Task objective:
The passage below on Matthew's gospel says what Jesus' followers learn. List each of those things.

The core of Matthew’s gospels is found in five discourses of Jesus. The first is what we deem the “Sermon on the Mount” (5-7). Today’s article will focus on the second and third discourse.
In 9:36-11:1, Matthew reflects a pattern that moves from identity to mission. The disciples are compelled to decisive action as they embark upon a mission modeled after Jesus’ mission to transform the human condition by announcing the good news of the kingdom and by exhibiting the kingdom’s presence as they are empowered to bring wholeness out of brokenness and liberation to those held in the grip of evil (10:5-7). Although Jesus’ mission crosses cultural boundaries, initial priority is given to Israel to hear and see the wonders of God’s redemptive plan (10:5). The movement of the Matthew’s narrative runs from the old to the new (9:14-17) constantly reconstructing the past and constructing the future in expectation. The mission is a movement that is always being joined by others—an ever-new people. Like interns, the followers of Jesus are taught missions by being sent into diverse cultural settings, where real llife happens. They learn to trust in God’s providential care and wisdom (10:9-15,19-20,26-31). They learn to respond creatively to rejection and hostilities (10:16-18,23-24,38-39). They learn to fully experience the depth of true community and family (10:11-14,32-33,40-42).

Given material:

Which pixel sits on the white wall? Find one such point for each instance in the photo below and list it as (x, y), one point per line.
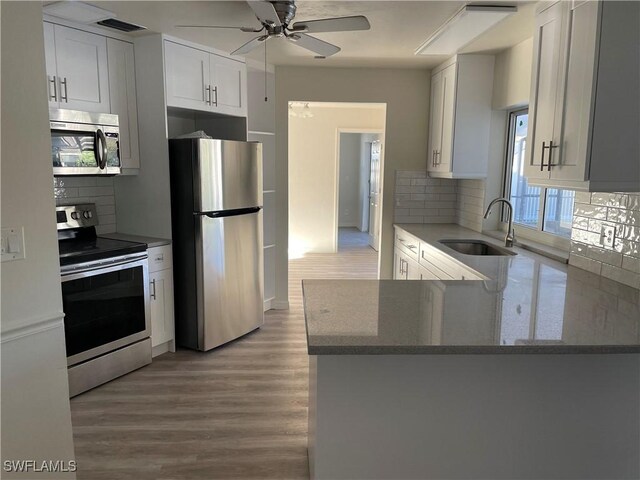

Answer for the task:
- To trust in God's providential care and wisdom
- To respond creatively to rejection and hostilities
- To fully experience the depth of true community and family